§ **選んだ本文**
第4回 スキル向上にオープンソースを活用せよ

三浦優子
2007/4/4

企業各社にとって、人材戦略は非常に重要な課題だ。人材の育成に当たって、トップは何を思うのか。企業を担う若いITエンジニアに何を求めているのか。

 「オープンソースはITエンジニア教育には欠かせないものだ」という意見に異を唱える人はいないだろう。自社のソフトウェアを決してオープンソース化しないメーカーであっても、ITエンジニアがソースコードに触れることの重要性を認めている。

 オープンソースのソフトウェアでビジネスを展開するレッドハットのグローバルサービス本部本部長 高宮敏幸氏も、「自分の仕事がオープンソースに関連していなくても、たくさんのソースコードを読み、よい書き方、悪い書き方の識別できる力を持つことは、エンジニアにとってプラスとなる」とアドバイスする。

全員がソースコードを書く力は必要ない

 ソフトウェアの部品化が進み、プログラミング言語を使って「プログラムを書く」というよりは、「ブロックを組み立てる」という感覚でシステムが作られることも多くなった。仕事の中でソースコードを見る必要性がないITエンジニアも増えていることは間違いない。

レッドハット グローバルサービス本部本部長 高宮敏幸氏は、スキル向上のためにオープンソースを活用すればよいという

 高宮氏も、現代のITエンジニアはソースコードにまったく触れることなく仕事をすることも十分に可能だという。

 「エンドユーザーが求めるのは経過ではなく成果。その点から判断すれば、エンジニアが手で書いたプログラムではなく、部品を組み立てて作られたソフトウェアであっても、必要な成果が出せるのであれば構わないともいえる」

 また、業務によってはレッドハットにおいても、ソースコードを触る必要がないITエンジニアも存在する。

§ **作業内容**
(1) 本文のうち「ソフトウェアの部品化が進み」で始まる段落を、主な事実を残して一文に縮めてください。
(2) 本文について次の問いに答えてください。答えには問いと同じ記号を付けてください。
(a) 高宮敏幸氏はどの会社の何という役職に就いていますか。
(b) 高宮氏によれば、エンドユーザーが求めるのは何ですか。
(c) この記事の日付はいつですか。
(3) オープンソース活用についての本文を、最後の文に続けて書き進めてください。
これらのエントリは本文とは関係がありません。

[未加工のエントリ]
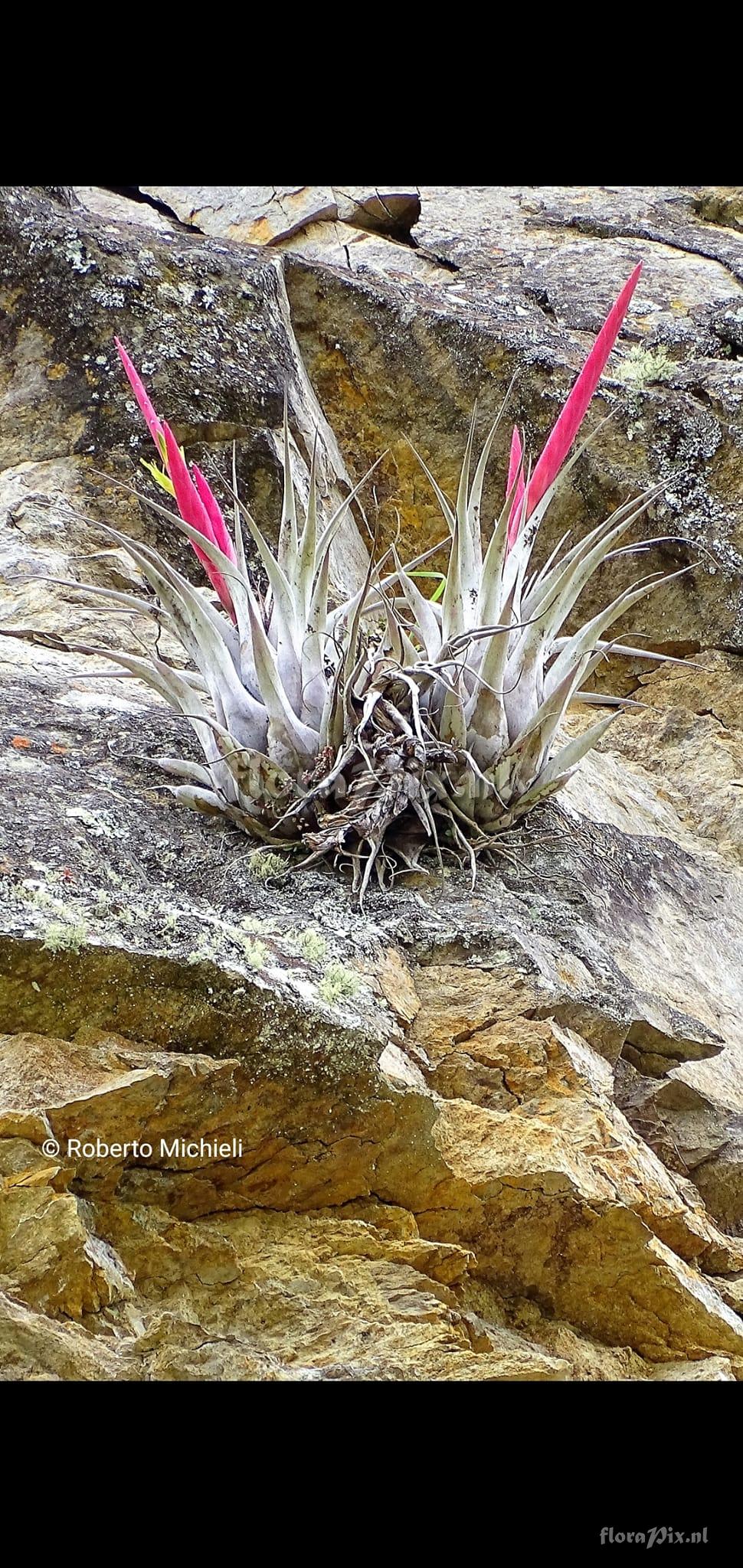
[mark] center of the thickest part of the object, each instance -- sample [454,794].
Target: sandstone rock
[513,1150]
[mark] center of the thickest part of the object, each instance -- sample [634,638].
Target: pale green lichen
[60,938]
[311,944]
[643,366]
[256,954]
[338,984]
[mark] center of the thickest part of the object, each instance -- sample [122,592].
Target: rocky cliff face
[491,1134]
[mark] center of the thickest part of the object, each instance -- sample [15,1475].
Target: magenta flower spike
[212,507]
[193,511]
[140,394]
[571,417]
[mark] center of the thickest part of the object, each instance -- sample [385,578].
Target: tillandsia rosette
[372,730]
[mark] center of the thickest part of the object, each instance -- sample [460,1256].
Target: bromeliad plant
[370,730]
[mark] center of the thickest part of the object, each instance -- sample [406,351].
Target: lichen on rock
[470,1135]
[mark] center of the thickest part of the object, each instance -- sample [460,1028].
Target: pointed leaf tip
[140,394]
[576,405]
[193,511]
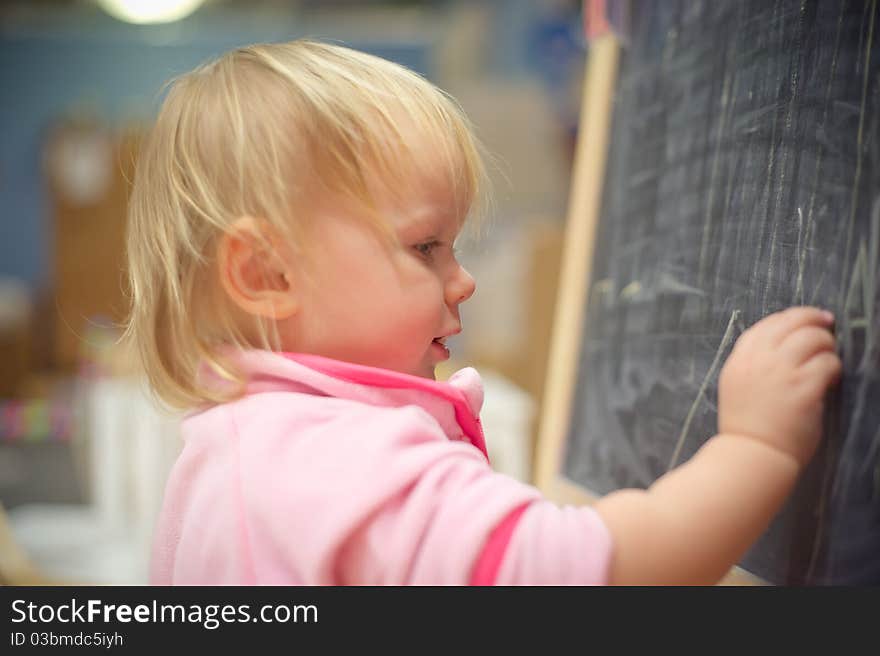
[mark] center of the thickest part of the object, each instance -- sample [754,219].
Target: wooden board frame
[585,204]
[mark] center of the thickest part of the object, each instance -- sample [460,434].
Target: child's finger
[781,324]
[806,342]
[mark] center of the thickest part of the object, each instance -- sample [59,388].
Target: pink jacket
[331,473]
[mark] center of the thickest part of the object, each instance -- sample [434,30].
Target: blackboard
[743,176]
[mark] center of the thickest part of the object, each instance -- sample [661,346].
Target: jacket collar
[455,404]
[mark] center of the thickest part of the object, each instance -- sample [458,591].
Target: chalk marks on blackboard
[743,177]
[860,145]
[710,375]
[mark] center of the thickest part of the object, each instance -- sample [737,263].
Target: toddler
[294,282]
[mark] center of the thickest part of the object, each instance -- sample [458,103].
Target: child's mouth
[440,342]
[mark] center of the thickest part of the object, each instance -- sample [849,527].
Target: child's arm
[698,520]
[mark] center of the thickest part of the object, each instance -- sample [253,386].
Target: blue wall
[116,71]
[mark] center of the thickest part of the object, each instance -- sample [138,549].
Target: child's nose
[461,287]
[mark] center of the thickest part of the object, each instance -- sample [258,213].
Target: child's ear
[254,271]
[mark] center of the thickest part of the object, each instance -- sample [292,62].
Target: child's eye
[426,249]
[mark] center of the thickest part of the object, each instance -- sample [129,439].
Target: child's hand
[773,385]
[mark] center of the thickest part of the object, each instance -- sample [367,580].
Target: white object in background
[507,418]
[130,446]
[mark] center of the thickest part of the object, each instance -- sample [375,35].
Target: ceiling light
[150,11]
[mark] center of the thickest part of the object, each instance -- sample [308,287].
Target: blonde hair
[255,133]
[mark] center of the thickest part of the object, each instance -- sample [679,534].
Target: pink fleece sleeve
[556,546]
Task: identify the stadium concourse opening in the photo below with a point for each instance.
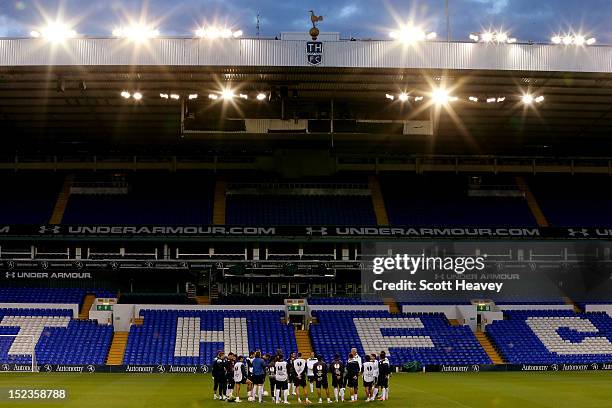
(304, 219)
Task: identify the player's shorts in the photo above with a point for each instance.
(352, 382)
(338, 382)
(322, 383)
(300, 382)
(383, 382)
(281, 385)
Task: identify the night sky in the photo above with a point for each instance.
(526, 20)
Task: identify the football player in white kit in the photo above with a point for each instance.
(368, 377)
(282, 376)
(240, 376)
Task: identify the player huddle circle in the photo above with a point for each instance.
(297, 374)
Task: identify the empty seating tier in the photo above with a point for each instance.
(553, 337)
(194, 337)
(426, 338)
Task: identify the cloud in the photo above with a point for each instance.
(494, 6)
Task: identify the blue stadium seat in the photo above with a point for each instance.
(428, 338)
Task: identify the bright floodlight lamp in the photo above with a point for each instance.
(412, 34)
(227, 94)
(54, 32)
(487, 36)
(136, 32)
(527, 99)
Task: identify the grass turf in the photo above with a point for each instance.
(430, 390)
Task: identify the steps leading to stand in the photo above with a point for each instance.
(378, 202)
(393, 306)
(536, 211)
(203, 300)
(87, 302)
(117, 349)
(219, 203)
(62, 201)
(302, 339)
(569, 301)
(491, 351)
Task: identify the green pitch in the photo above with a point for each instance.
(430, 390)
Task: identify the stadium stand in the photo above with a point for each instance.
(194, 337)
(553, 337)
(50, 295)
(63, 340)
(300, 210)
(23, 204)
(442, 200)
(572, 201)
(426, 338)
(152, 199)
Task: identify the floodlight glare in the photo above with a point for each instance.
(412, 34)
(54, 32)
(227, 94)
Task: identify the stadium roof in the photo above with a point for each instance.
(70, 92)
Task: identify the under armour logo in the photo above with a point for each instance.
(49, 230)
(313, 231)
(573, 232)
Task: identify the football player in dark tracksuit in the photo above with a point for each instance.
(352, 375)
(384, 372)
(320, 370)
(271, 371)
(338, 378)
(219, 376)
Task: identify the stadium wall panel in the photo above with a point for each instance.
(276, 53)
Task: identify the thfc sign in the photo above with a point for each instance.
(314, 52)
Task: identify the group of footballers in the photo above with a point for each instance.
(295, 375)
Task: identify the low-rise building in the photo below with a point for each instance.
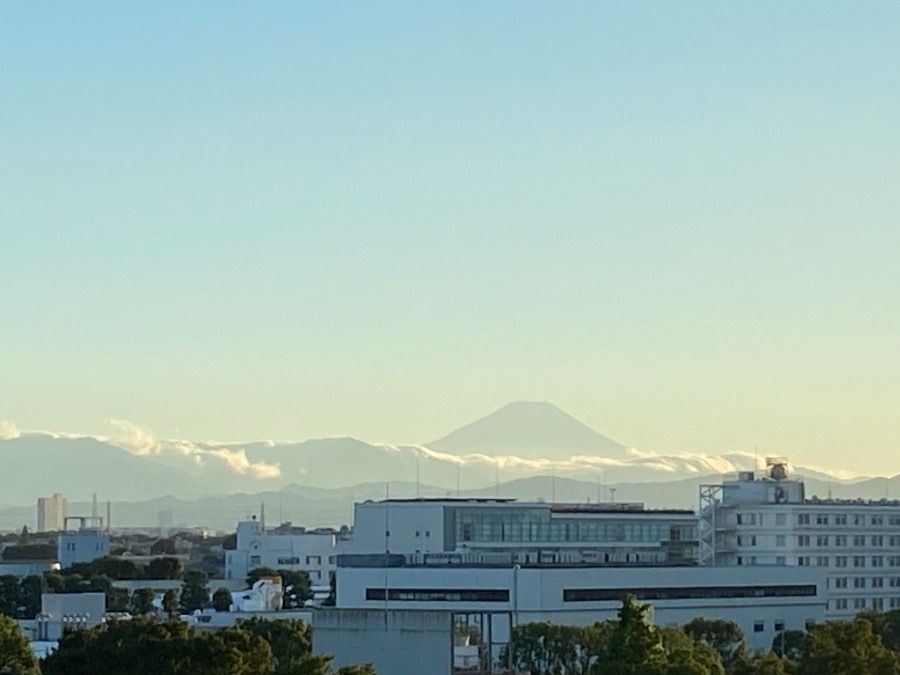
(285, 547)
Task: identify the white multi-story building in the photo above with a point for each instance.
(761, 603)
(526, 532)
(52, 512)
(566, 563)
(85, 544)
(283, 548)
(768, 521)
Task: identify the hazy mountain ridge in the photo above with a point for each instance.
(132, 465)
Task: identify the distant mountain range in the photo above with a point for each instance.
(524, 449)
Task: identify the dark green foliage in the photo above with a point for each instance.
(114, 568)
(222, 600)
(172, 648)
(16, 657)
(847, 647)
(142, 602)
(194, 593)
(726, 637)
(164, 568)
(170, 603)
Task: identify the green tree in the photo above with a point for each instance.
(726, 637)
(850, 647)
(32, 587)
(16, 657)
(634, 646)
(171, 648)
(142, 602)
(762, 663)
(289, 639)
(170, 603)
(222, 600)
(194, 592)
(164, 568)
(10, 595)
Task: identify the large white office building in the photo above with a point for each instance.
(526, 532)
(285, 547)
(767, 521)
(566, 563)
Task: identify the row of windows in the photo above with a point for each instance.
(824, 520)
(842, 540)
(861, 603)
(861, 582)
(690, 592)
(439, 594)
(594, 594)
(856, 520)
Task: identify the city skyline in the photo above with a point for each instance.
(295, 222)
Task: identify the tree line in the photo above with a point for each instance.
(632, 645)
(21, 598)
(252, 647)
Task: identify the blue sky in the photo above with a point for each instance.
(678, 221)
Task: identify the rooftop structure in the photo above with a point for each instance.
(767, 520)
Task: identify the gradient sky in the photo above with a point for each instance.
(677, 221)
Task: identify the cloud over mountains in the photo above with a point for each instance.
(519, 441)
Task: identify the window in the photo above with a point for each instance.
(689, 592)
(441, 594)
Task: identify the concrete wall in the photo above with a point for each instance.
(536, 594)
(396, 642)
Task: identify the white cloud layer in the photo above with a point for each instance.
(140, 441)
(8, 431)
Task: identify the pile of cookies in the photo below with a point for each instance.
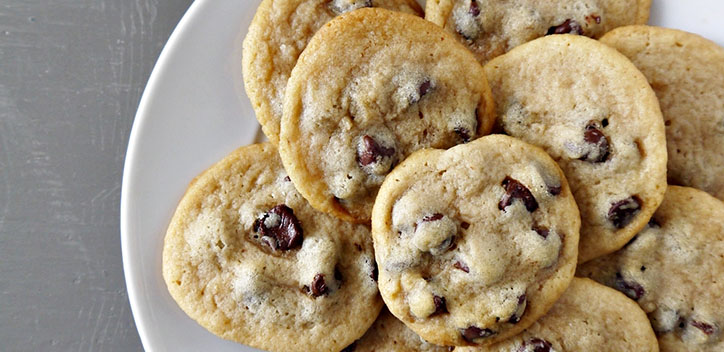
(436, 184)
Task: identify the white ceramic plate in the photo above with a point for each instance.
(194, 112)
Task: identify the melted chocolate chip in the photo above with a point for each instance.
(623, 211)
(473, 332)
(460, 265)
(340, 6)
(535, 345)
(631, 289)
(542, 231)
(707, 329)
(372, 151)
(279, 228)
(463, 133)
(440, 305)
(433, 217)
(567, 27)
(515, 189)
(474, 9)
(592, 135)
(319, 287)
(522, 303)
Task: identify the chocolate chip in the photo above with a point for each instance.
(433, 217)
(515, 189)
(319, 287)
(279, 228)
(567, 27)
(598, 141)
(350, 348)
(631, 289)
(542, 231)
(440, 305)
(463, 133)
(522, 303)
(341, 6)
(474, 9)
(623, 211)
(707, 329)
(371, 151)
(473, 332)
(460, 265)
(535, 345)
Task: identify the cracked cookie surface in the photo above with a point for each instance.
(475, 243)
(372, 87)
(490, 28)
(672, 269)
(587, 317)
(595, 114)
(279, 32)
(687, 73)
(251, 261)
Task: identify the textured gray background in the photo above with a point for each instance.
(71, 75)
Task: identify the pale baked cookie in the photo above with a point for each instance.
(687, 73)
(277, 35)
(588, 317)
(390, 334)
(492, 27)
(372, 87)
(673, 269)
(249, 260)
(596, 115)
(475, 243)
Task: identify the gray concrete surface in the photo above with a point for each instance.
(71, 75)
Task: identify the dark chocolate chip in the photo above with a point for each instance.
(460, 265)
(472, 333)
(542, 231)
(631, 289)
(515, 189)
(535, 345)
(319, 287)
(284, 234)
(463, 133)
(474, 9)
(522, 303)
(707, 329)
(592, 135)
(372, 151)
(569, 26)
(433, 217)
(623, 211)
(440, 305)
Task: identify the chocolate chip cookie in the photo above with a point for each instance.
(371, 87)
(475, 243)
(492, 27)
(588, 317)
(673, 270)
(277, 35)
(249, 260)
(687, 73)
(595, 114)
(390, 334)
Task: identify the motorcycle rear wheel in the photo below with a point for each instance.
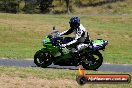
(42, 59)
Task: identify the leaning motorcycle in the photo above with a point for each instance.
(89, 57)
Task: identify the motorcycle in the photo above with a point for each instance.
(52, 52)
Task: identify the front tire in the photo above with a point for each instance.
(42, 59)
(94, 61)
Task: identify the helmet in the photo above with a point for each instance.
(74, 22)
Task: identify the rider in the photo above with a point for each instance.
(80, 33)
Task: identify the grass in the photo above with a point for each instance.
(16, 77)
(120, 7)
(21, 34)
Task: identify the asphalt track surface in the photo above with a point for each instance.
(30, 63)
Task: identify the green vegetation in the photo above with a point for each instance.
(21, 34)
(16, 77)
(67, 6)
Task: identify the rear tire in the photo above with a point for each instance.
(42, 59)
(92, 63)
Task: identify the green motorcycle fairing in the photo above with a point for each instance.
(54, 50)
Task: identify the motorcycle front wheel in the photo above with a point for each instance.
(93, 61)
(42, 59)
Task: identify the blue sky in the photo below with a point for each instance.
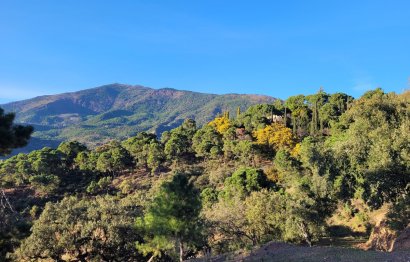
(277, 48)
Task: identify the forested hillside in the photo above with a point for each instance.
(310, 169)
(95, 116)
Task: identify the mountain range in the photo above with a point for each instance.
(116, 111)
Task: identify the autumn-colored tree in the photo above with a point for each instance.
(276, 136)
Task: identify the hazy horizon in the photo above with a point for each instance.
(275, 49)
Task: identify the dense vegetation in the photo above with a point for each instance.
(95, 116)
(293, 171)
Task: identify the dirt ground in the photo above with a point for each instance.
(289, 253)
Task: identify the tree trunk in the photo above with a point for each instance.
(181, 251)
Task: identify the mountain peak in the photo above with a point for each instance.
(117, 111)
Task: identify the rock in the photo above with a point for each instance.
(382, 238)
(402, 242)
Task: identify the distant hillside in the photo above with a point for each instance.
(96, 115)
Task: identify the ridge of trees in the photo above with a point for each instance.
(273, 172)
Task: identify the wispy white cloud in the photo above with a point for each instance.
(11, 93)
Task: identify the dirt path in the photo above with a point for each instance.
(289, 253)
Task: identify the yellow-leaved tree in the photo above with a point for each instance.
(221, 124)
(276, 136)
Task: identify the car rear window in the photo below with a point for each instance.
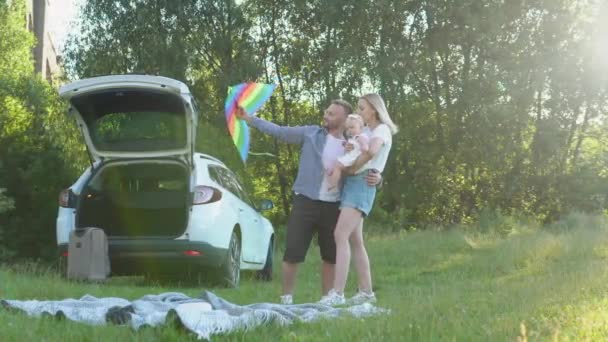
(134, 120)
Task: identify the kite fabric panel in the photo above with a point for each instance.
(250, 96)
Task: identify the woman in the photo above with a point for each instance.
(357, 201)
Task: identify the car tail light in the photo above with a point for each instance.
(67, 199)
(206, 194)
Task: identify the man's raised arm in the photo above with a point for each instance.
(292, 135)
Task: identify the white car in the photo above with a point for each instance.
(164, 208)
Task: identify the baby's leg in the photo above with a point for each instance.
(334, 177)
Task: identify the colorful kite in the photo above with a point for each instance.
(250, 96)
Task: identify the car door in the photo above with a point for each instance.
(134, 116)
(252, 240)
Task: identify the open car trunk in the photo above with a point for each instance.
(137, 199)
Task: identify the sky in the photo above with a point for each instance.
(61, 13)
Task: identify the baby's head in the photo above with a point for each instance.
(354, 124)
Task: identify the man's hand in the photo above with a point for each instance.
(242, 114)
(373, 177)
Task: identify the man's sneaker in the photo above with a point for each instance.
(362, 297)
(332, 298)
(286, 299)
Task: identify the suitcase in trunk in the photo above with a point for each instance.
(88, 257)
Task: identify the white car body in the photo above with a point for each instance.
(219, 210)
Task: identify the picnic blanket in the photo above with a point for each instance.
(204, 316)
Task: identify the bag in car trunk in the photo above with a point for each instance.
(137, 199)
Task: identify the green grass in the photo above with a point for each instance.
(455, 285)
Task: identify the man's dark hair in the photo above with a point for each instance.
(348, 109)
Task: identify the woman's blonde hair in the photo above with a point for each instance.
(377, 103)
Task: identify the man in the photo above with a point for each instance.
(315, 206)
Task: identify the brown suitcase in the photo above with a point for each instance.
(88, 257)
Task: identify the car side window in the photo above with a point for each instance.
(215, 175)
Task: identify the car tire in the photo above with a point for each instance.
(265, 274)
(231, 270)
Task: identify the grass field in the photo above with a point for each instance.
(454, 285)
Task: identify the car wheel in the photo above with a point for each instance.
(265, 274)
(232, 267)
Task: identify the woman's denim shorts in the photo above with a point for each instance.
(357, 194)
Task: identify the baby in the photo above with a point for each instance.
(360, 142)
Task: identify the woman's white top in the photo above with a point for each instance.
(378, 161)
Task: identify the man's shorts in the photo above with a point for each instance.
(307, 217)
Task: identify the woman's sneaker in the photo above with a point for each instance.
(362, 297)
(286, 299)
(332, 298)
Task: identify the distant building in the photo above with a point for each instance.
(45, 55)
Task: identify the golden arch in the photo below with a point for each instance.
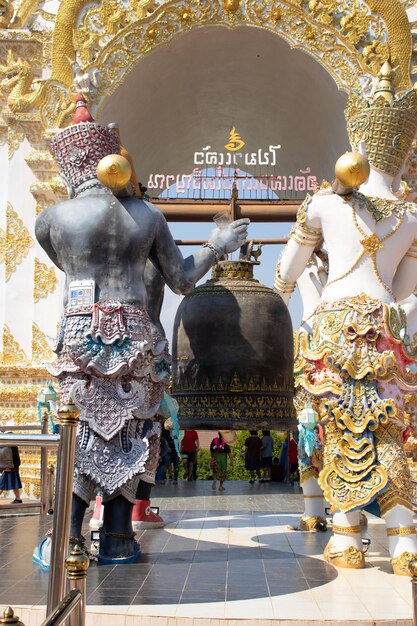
(331, 47)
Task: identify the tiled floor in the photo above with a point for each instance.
(220, 558)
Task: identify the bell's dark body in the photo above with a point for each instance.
(233, 354)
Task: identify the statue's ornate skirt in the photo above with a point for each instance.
(113, 366)
(352, 367)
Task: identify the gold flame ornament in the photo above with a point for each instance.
(235, 141)
(114, 171)
(352, 169)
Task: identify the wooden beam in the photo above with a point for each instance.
(197, 210)
(265, 242)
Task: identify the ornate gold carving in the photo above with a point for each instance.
(19, 416)
(386, 123)
(2, 246)
(6, 13)
(346, 530)
(311, 524)
(45, 280)
(399, 37)
(401, 531)
(17, 82)
(351, 558)
(21, 393)
(12, 353)
(40, 347)
(372, 244)
(390, 11)
(401, 563)
(18, 241)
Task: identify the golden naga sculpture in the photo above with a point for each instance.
(6, 13)
(17, 81)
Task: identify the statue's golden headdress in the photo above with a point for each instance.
(386, 123)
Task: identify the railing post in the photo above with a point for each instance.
(68, 417)
(44, 468)
(413, 571)
(51, 483)
(77, 564)
(10, 618)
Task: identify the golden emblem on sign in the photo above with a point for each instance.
(235, 141)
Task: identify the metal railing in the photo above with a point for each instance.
(78, 564)
(65, 609)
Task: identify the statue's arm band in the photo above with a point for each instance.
(280, 285)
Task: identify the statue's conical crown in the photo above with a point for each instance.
(385, 122)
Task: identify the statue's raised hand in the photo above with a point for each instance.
(231, 237)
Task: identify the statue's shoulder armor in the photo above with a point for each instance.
(411, 207)
(325, 189)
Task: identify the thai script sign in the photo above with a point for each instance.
(222, 180)
(218, 171)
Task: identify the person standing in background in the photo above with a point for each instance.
(10, 479)
(219, 451)
(267, 452)
(253, 447)
(293, 458)
(189, 447)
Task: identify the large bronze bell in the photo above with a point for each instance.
(233, 354)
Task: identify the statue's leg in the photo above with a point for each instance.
(117, 544)
(142, 516)
(345, 546)
(402, 540)
(314, 516)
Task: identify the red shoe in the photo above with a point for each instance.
(143, 517)
(96, 521)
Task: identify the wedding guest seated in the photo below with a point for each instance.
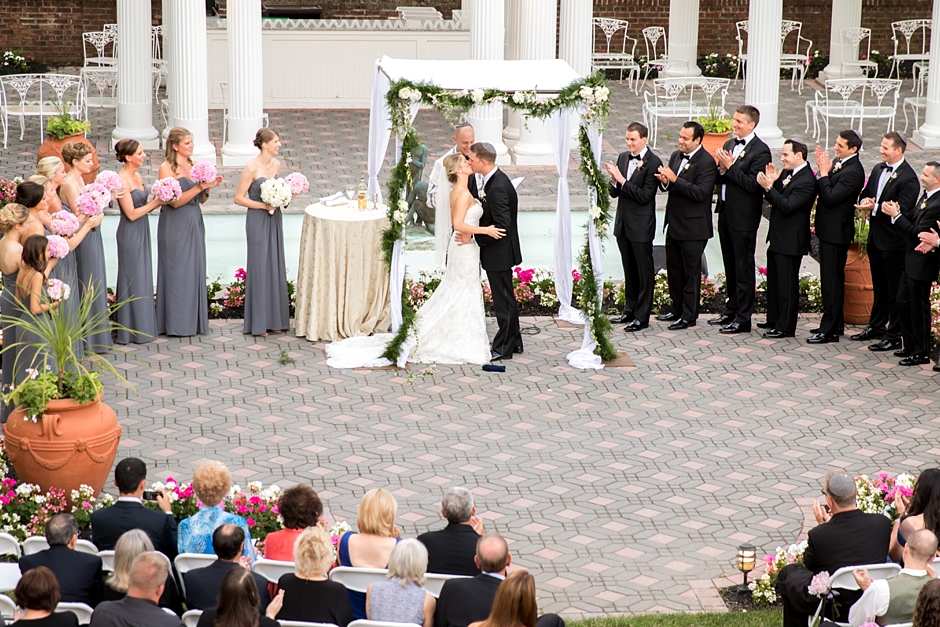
(128, 547)
(372, 546)
(202, 584)
(469, 600)
(308, 594)
(239, 604)
(920, 511)
(37, 593)
(891, 601)
(846, 537)
(452, 549)
(401, 597)
(79, 574)
(110, 523)
(212, 482)
(300, 507)
(139, 608)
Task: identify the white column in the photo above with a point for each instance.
(536, 33)
(246, 109)
(845, 14)
(683, 37)
(188, 64)
(763, 67)
(486, 44)
(928, 135)
(135, 76)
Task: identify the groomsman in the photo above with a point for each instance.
(839, 183)
(791, 194)
(893, 179)
(920, 269)
(689, 181)
(739, 204)
(634, 185)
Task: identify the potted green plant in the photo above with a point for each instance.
(60, 433)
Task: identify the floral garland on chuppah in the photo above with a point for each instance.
(589, 95)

§ **課題別の解答**
(1) ソフトウェアの部品化が進んで、プログラムを書くよりもブロックを組み立てる感覚でシステムが作られることが多くなり、仕事でソースコードを見る必要のないITエンジニアも増えている。

(2)
(a) レッドハットのグローバルサービス本部本部長です。
(b) 経過ではなく成果です。
(c) 2007年4月4日です。

(3)
 「オープンソースを読解する力よりも、お客さまの要求をきちんと聞き取り、それを具現化したシステム作成を取りまとめていく能力が必要なスタッフもいる。レッドハットにおいても、全スタッフがソースコードの達人である必要はない」という。

 情報システムを構成する要素は、OSだけではない。ミドルウェアに相当する統合監視ツール、高可用クラスタ、データベース、アプリケーションサーバ、トランザクションモニタといった知識も不可欠になる。そしてこうしたミドルウェア部分については、ユーザーの業務や業界の知識を持ったITエンジニアが不可欠となる。

 「オープンソースに関する知識はなくても、特定の業種や業界のシステム構築の経験を持っているエンジニアを必要とするようになっている」

 高宮氏自身は、学校を卒業後、制御系のエンジニアとしてメカトロニクスを担当。その後、外資系コンピュータメーカーなどを経て、レッドハットに入社した。オープンソースだけでなく、ハードメーカーのプロプライエタリなシステムビジネスに携わった経験を持っている。

 そうした経験から、「プロプライエタリなシステムは、ソースコードも社内で書かれている。だが、ソースコードを読むことさえ、担当するのは一部の部署だけ。ハードメーカーのエンジニアは、自社にソースコードがあったとしてもソースコードに触れる機会はほとんどない。レッドハットのように、エンジニアがソースコードに触れる機会が圧倒的に多い企業ばかりではない」ということもよく理解している。

 高宮氏は人からオープンソースについて質問されると、「法律と同じようなものだと答えるようにしている」という。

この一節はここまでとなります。